<<<<

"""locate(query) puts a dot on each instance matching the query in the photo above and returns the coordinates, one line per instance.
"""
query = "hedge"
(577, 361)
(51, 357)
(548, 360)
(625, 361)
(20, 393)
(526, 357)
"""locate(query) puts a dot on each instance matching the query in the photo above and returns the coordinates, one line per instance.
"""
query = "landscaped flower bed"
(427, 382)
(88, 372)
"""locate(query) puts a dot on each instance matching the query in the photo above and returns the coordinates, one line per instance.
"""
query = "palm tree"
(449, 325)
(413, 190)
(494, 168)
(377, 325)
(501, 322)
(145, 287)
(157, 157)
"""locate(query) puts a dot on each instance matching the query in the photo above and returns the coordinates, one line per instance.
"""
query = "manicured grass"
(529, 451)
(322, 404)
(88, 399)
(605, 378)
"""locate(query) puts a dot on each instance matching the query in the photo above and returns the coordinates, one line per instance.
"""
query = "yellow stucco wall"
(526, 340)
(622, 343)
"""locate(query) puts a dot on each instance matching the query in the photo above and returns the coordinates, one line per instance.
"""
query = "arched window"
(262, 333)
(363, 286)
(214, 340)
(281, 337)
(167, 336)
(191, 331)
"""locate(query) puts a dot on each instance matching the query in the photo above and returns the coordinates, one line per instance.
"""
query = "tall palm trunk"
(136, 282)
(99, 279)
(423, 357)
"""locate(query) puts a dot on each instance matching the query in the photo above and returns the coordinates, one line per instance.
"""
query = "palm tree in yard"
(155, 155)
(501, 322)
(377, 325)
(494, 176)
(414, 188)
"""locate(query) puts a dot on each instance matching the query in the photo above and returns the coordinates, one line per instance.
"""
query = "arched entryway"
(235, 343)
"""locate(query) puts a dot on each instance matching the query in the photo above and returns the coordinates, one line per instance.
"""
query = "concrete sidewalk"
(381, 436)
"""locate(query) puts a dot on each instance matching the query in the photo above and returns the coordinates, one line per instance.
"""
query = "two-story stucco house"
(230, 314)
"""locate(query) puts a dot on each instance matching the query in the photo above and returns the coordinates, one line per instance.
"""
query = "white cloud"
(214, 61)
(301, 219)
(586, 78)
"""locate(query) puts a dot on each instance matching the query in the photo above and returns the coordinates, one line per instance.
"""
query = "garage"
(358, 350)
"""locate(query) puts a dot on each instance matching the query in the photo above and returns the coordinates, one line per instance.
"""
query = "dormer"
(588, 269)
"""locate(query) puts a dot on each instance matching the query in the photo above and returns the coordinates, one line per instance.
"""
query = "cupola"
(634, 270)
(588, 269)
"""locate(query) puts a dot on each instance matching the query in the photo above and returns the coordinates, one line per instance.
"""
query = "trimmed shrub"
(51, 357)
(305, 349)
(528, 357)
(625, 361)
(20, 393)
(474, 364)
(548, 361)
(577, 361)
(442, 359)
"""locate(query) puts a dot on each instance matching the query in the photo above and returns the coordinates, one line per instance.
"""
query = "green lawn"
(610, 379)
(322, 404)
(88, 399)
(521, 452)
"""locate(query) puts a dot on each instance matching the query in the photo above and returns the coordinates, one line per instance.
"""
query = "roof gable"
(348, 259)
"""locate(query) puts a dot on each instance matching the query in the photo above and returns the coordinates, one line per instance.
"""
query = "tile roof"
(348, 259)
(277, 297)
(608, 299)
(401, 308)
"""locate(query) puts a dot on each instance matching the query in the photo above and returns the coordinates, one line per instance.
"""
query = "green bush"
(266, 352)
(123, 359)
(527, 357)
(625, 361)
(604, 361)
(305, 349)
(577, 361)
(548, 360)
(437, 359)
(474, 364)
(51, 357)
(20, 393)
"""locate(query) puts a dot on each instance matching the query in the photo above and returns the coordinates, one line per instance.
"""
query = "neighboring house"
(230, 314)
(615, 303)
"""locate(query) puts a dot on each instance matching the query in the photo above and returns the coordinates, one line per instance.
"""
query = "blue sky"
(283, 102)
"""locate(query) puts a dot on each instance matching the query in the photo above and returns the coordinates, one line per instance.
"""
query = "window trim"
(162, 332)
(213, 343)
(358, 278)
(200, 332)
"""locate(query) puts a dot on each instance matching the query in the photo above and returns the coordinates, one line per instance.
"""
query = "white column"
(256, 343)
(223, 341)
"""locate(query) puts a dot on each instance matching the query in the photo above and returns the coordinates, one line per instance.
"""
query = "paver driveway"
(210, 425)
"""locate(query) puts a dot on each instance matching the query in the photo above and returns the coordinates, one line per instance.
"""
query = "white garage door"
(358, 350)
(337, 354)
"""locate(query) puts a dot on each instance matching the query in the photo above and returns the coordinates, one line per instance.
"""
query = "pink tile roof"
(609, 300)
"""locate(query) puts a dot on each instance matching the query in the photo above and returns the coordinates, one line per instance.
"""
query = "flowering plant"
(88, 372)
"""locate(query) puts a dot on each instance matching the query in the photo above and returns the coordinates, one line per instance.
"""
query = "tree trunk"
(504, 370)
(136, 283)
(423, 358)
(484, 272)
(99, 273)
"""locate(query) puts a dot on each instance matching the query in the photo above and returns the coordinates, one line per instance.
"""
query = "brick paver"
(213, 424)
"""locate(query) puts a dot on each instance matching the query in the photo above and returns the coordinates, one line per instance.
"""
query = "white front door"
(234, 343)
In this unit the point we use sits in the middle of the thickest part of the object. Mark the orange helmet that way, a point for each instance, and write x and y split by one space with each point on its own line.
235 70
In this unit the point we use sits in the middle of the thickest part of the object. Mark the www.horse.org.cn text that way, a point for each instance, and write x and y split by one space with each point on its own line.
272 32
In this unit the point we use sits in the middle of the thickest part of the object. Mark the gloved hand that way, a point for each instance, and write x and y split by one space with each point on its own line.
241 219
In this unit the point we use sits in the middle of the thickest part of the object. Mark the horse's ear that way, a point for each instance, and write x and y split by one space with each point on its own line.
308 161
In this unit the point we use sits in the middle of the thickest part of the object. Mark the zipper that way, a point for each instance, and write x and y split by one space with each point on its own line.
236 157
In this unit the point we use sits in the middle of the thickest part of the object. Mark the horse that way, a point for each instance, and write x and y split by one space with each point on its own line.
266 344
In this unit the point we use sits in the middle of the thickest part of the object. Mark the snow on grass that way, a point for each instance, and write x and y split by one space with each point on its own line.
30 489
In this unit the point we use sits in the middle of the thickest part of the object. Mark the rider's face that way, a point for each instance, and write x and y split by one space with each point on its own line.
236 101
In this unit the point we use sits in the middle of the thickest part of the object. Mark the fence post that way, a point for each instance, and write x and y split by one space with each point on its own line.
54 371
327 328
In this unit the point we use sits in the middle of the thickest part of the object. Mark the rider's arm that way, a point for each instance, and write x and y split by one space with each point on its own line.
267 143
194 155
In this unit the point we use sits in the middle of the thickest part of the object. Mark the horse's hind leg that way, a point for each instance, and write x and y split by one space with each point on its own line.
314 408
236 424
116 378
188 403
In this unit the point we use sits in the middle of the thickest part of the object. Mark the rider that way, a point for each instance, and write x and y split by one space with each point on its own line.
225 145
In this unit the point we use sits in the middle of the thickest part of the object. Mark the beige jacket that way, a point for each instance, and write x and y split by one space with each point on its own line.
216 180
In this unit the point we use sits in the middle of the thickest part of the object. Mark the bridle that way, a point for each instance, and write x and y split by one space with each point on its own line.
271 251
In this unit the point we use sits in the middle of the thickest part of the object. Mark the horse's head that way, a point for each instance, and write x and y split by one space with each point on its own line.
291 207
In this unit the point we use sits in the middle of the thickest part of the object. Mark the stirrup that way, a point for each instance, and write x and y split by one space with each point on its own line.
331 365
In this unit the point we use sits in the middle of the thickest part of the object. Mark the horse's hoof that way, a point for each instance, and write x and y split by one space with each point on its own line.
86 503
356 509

>>>>
<<<<

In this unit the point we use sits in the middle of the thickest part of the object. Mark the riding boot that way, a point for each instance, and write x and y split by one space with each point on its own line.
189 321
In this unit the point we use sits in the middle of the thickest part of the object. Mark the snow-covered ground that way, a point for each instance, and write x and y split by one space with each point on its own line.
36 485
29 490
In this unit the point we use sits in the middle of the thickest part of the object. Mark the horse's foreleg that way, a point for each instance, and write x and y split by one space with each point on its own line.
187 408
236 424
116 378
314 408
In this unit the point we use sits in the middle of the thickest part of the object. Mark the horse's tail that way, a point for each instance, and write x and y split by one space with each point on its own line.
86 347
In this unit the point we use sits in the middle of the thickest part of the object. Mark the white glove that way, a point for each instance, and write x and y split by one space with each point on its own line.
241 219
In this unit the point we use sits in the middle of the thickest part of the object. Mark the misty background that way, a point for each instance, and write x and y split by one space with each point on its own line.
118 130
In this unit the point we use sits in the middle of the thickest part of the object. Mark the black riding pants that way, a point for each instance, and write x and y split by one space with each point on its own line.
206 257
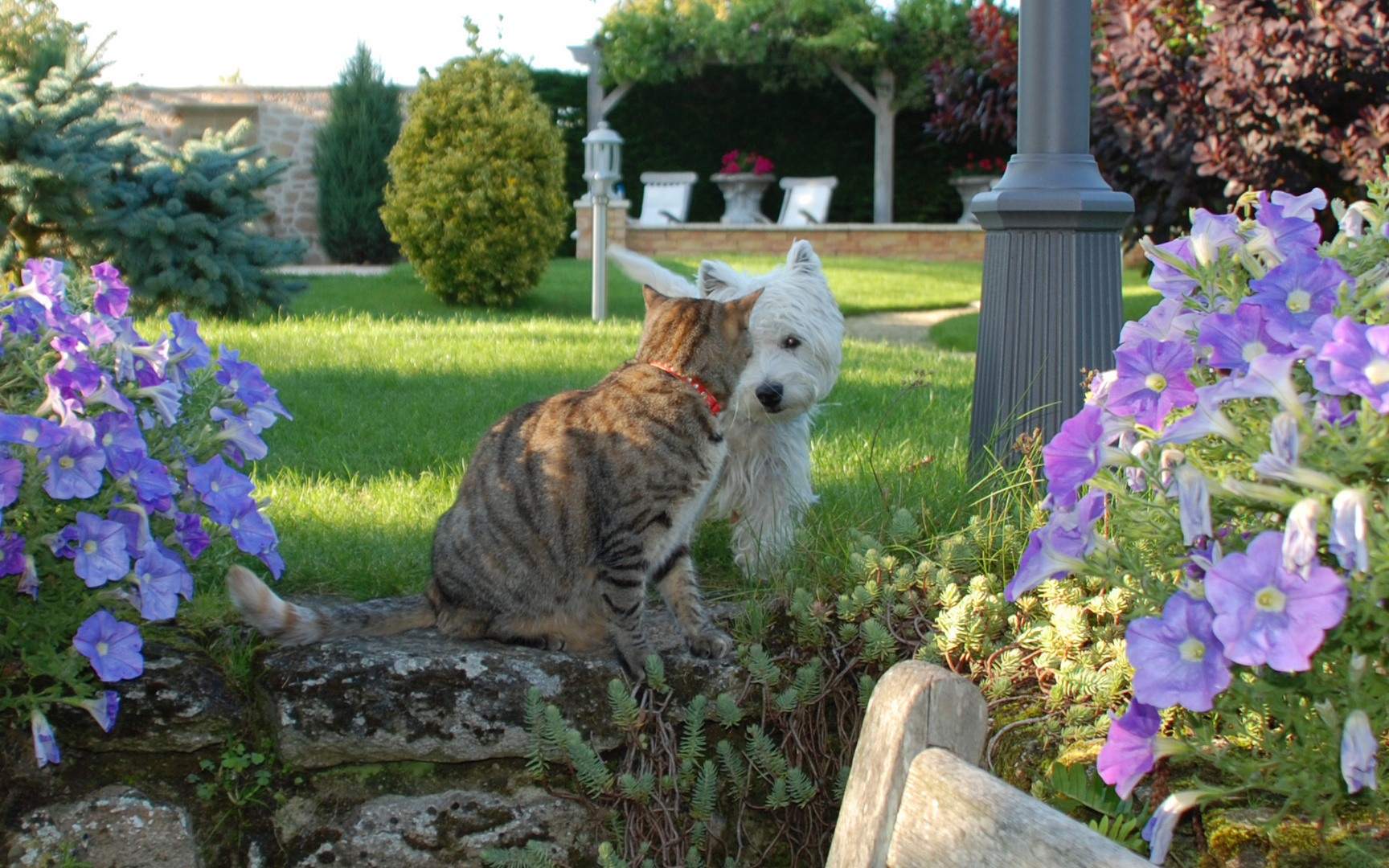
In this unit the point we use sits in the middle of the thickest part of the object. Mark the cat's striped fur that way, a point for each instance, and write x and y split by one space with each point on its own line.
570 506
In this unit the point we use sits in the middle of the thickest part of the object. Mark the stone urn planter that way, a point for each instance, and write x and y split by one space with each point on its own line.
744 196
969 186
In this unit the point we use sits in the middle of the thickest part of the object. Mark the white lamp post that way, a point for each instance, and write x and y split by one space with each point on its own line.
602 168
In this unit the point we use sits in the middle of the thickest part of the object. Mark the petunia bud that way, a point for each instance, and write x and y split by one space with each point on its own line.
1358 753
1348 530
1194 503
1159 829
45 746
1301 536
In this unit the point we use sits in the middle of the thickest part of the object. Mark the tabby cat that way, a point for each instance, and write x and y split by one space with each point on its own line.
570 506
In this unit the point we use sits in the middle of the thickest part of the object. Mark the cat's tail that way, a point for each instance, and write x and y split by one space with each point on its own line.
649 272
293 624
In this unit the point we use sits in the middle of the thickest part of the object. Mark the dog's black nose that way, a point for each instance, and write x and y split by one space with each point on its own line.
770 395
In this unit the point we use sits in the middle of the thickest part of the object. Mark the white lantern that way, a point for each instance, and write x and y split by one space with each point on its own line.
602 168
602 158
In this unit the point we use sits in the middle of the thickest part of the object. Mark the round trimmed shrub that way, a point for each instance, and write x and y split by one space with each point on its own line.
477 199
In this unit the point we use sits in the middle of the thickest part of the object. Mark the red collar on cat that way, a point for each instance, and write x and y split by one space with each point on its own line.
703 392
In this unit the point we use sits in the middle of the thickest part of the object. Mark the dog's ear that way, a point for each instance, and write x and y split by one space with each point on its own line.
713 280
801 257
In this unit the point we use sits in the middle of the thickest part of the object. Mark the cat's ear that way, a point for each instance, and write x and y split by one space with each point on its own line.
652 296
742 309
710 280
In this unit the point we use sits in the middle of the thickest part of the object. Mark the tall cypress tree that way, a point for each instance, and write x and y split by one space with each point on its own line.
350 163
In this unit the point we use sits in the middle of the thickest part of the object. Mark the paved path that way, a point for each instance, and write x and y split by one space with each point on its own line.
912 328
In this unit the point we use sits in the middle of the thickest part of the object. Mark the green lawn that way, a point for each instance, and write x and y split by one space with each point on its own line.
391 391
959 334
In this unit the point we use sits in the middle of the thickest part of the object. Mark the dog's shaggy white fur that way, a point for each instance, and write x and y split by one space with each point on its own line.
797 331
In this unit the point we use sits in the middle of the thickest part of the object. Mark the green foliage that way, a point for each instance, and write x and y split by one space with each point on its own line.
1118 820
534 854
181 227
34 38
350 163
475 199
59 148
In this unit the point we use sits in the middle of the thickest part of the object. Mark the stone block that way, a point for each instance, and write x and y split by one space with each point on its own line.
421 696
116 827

>>>>

# TASK BRIEF
Locate each line above that contains the word "window" and copy every such line in full.

# FULL OUTPUT
query = "arched window"
query = "window trim"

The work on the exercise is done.